### 与えられた行
────────────────────────────────────────

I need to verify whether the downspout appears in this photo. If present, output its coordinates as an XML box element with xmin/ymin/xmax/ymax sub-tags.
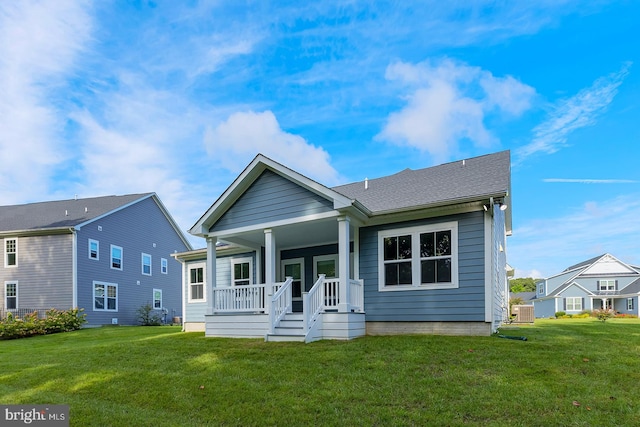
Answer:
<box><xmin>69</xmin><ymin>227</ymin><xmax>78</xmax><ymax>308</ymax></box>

────────────────────────────────────────

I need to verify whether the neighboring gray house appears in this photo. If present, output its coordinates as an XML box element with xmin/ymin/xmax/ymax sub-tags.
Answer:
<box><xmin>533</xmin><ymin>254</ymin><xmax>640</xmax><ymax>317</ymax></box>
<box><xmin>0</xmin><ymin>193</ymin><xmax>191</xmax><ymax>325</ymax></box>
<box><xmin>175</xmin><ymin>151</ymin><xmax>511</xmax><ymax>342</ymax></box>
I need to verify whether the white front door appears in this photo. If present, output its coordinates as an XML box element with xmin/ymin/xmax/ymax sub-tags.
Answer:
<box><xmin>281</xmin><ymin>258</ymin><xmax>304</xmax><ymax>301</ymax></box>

────────────────────────────────────────

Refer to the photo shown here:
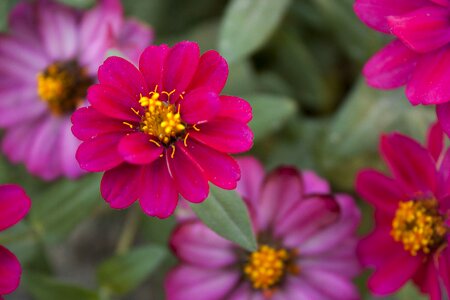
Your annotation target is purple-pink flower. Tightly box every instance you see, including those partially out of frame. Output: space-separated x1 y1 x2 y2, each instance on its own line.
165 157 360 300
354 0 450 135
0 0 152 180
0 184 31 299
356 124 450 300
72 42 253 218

────────────────────────────────────────

### 課題の目的
「Refer to the」を含む行から「72 42 253 218」を含む行までを、両端の行も含めて一字一句そのまま出力すること。画像は答えに含めないこと。

### 結果
Refer to the photo shown here:
Your annotation target is purple-pink flower. Tightly box every instance you see, including those partially out of frame. Output: space-separated x1 y1 x2 y2, each instance on its own line.
165 157 360 300
354 0 450 135
0 0 152 180
0 184 31 299
356 124 450 300
72 42 253 218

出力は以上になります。